▶ **Work required**
Output the material beneath exactly, leaving nothing out.

--- BEGIN Source material ---

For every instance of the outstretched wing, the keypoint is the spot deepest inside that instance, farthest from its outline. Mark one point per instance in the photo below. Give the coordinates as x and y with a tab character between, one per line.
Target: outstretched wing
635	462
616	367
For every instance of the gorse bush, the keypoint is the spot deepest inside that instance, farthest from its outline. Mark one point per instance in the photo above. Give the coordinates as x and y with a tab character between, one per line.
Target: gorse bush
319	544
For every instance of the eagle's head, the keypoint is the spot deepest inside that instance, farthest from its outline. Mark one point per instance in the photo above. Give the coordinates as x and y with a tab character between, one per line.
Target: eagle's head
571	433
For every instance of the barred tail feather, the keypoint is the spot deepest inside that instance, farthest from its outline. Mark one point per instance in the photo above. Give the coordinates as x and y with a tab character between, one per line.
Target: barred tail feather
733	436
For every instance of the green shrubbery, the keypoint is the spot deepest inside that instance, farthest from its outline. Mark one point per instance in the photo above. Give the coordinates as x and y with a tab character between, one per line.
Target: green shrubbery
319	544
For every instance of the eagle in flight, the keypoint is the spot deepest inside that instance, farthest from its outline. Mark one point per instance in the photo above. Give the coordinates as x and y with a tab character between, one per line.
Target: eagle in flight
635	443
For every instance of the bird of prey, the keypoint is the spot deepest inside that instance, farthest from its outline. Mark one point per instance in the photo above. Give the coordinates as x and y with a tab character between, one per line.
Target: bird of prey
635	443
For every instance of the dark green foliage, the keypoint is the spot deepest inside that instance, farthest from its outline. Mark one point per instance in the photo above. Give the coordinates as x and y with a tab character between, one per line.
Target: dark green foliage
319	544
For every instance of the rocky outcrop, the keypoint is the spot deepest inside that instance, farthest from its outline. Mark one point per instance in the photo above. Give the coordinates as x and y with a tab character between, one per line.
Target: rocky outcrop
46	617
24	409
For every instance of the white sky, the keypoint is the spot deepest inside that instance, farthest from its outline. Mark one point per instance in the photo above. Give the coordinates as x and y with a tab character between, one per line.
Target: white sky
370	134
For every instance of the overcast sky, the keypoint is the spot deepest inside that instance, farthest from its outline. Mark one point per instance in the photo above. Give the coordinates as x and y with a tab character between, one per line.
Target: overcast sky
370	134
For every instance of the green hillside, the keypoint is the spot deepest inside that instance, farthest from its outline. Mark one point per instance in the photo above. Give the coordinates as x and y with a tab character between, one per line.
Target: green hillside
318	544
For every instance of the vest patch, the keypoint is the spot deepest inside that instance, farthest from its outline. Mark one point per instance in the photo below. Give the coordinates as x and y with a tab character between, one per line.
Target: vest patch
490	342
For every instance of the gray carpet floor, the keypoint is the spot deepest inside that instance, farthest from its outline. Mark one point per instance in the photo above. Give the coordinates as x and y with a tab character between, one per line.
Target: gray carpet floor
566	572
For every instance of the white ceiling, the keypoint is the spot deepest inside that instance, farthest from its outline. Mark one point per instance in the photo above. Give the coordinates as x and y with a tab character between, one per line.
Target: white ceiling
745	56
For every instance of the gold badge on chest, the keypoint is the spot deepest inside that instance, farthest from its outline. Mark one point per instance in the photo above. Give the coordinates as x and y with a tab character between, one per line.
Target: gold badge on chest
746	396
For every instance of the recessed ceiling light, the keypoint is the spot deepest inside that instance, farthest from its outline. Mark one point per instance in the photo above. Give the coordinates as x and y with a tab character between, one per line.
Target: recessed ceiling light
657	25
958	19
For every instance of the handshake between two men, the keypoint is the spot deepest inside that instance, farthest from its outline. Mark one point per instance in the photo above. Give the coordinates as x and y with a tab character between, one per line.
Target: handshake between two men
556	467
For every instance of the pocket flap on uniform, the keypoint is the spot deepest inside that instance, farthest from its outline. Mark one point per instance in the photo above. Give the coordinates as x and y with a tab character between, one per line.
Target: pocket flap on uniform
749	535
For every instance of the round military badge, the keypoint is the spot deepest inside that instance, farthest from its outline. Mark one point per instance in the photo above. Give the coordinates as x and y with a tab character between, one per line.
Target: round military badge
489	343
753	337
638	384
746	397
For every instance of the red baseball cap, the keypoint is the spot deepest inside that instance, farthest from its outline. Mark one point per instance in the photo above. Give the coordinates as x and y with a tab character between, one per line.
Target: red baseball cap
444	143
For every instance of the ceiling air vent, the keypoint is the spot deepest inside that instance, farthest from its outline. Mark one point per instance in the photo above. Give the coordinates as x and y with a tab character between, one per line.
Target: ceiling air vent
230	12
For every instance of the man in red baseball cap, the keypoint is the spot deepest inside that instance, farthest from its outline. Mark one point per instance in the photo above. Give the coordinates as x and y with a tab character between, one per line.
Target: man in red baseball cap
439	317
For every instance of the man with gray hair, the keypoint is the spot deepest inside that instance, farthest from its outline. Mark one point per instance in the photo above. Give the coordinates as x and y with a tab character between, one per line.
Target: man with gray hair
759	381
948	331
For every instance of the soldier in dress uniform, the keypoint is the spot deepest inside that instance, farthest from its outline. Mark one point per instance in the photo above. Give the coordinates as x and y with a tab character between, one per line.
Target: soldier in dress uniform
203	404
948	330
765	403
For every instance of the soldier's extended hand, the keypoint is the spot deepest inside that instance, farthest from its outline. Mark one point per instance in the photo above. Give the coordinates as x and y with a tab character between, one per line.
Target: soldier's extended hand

--- END Source material ---

▶ **Worked solution**
For every instance of the outstretched wing, the keypoint is the spot deepest inside that instance, farthest from its outline. Mark one point per instance in the photo below. Give the coordinates as x and y with a tab character between, one per line.
Target: outstretched wing
635	462
616	367
For every instance of the gorse bush, the keypoint is the spot deepest inside that instance, farthest from its outline. Mark one point per instance in the photo above. Give the coordinates as x and y with a tab character between, one per line.
Target: gorse bush
319	544
For every instance of the eagle's head, the keypoint is the spot deepest inside that instance, farthest from its outline. Mark one point per instance in the photo above. Give the coordinates as x and y with a tab character between, one per line.
Target: eagle's head
571	433
For every instance of the barred tail feather, the keypoint is the spot deepest inside that instance, farthest from its outline. Mark one point per instance in the photo above. Give the coordinates as x and y with a tab character between, one per line.
Target: barred tail feather
733	436
For every instance of the green shrubbery, the keypoint is the spot deepest inside that instance, farthest from its outline. Mark one point per instance in the photo above. Give the coordinates as x and y with a tab character between, one per line.
Target: green shrubbery
319	544
For every instance of the eagle in flight, the keypoint is the spot deepest inside that instance, farthest from its outline. Mark one point per instance in the photo above. Give the coordinates as x and y with a tab character between, one per line.
Target: eagle in flight
635	443
For every instance of the bird of prey, the keypoint is the spot deepest inside that instance, farthest from its outline. Mark one point per instance in the photo above. Give the coordinates as x and y with a tab character between, one per line.
Target: bird of prey
635	443
For every instance of the dark green foliage, the keypoint is the spot deepest inside that instance, farthest from its outline. Mark one point per instance in the photo above. Give the coordinates as x and y with a tab character between, one per line.
Target: dark green foliage
319	544
For every instance of the rocky outcrop, the keypoint is the spot deepest inside that instance, farthest from its outline. Mark one point per instance in the photo above. Give the coordinates as x and y with a tab character between, one per line.
Target: rocky outcrop
46	617
24	409
For every instance of the white sky, the keypoint is the spot deepest inside that instance, farthest from its outline. Mark one point per instance in the photo above. Give the coordinates as x and y with a tab character between, one per line.
Target: white sky
370	134
For every instance of the overcast sky, the keypoint is the spot deepest inside that instance, farthest from its outline. Mark one point per instance in the photo above. Give the coordinates as x and y with a tab character between, one per line.
Target: overcast sky
370	134
For every instance of the green hillside, the keypoint is the spot deepest inside that instance, farthest from its outline. Mark one point per instance in the photo above. Give the coordinates as x and y with a tab character between, one per line.
Target: green hillside
318	544
For every instance of the vest patch, the keypoint is the spot deepest inside that instance, farthest from its outline. Mark one point per instance in the photo below. Give the coordinates as x and y with a tab character between, one per line.
Target: vest patch
490	342
For every instance of the gray carpet floor, the keypoint is the spot deepest inside that instance, farthest from its outline. Mark one point per instance in the photo above. Give the coordinates as x and y with a tab character between, one per line.
Target: gray carpet floor
566	572
For every instance of the white ceiling, the keypoint is the spot deepest inside that instance, farthest from its outline. Mark one point per instance in the photo above. Give the coordinates as x and y with a tab character between, one per line.
Target: white ceiling
745	56
For every instance of the gold badge on chest, the keypoint is the spot deepest inside that instance, farthest from its outline. Mark one point per instance in the photo above. Give the coordinates as x and y with a tab character between, one per line.
Target: gold badge on chest
746	396
For every instance of the recessed ceiling light, the keypoint is the spot deepest inside that instance, farthest from its outline. Mark one point per instance in the photo above. Give the coordinates as x and y with a tab character between, one per line.
Target: recessed ceiling light
657	25
958	19
For every instance of the handshake between two men, the keypoint is the spot deepest inside that instance, farthest from its outline. Mark one point per instance in the photo above. Give the coordinates as x and y with a tab character between, one per line.
Target: handshake between two men
556	467
For every instance of the pocket flap on uniform, the keypoint is the spot deepest inside that instance, farthest from its outline. Mark one point per instance in the photo above. Give the coordinates as x and y with a tab character between, one per line.
Target: pocket flap on uniform
749	535
For every instance of the round military badge, the keypoint is the spot deepest inside that instance, farthest from its outline. Mark one point per instance in the photo above. Give the coordinates as x and y with a tab character between, one per line.
Target: round military badge
489	343
753	337
638	384
746	397
For every instance of the red baseball cap, the keypoint is the spot deepest inside that instance, farthest from its outline. Mark one point per instance in the photo above. Give the coordinates as x and y with a tab character between, one per line.
Target: red baseball cap
444	143
For every instance of the ceiling air vent, the keypoint is the spot deepest inside that instance, farthest from its outline. Mark one point per instance in the photo above. Give the coordinates as x and y with a tab character between, one per line.
Target: ceiling air vent
230	12
For every instance of the man in red baseball cap, the keypoint is the spot deepest inside that instance, farthest from its outline. Mark one point per instance in the photo above. Give the coordinates as x and y with a tab character between, one per line.
Target: man in red baseball cap
439	317
For every instance of the man with gray hair, the keypoint is the spot deepest inside that instance, farthest from its outline. Mark one point per instance in the photo above. Give the coordinates as x and y with a tab character between, one per line.
Target: man with gray hair
759	381
948	331
For every instance of the soldier in dress uniform, the keypoint is the spot deepest inside that instance, farthest from its outline. Mark one point per instance in the photo above. Give the coordinates as x and y with a tab character between, one per line.
Target: soldier in dress uniform
203	404
948	330
765	403
For every instance of the soldier's extended hand, the keypoint is the spot deepest inside that instance, farthest from its outline. Mark one point per instance in the photo above. Give the coordinates as x and y with a tab character between, one per line.
Target: soldier's extended hand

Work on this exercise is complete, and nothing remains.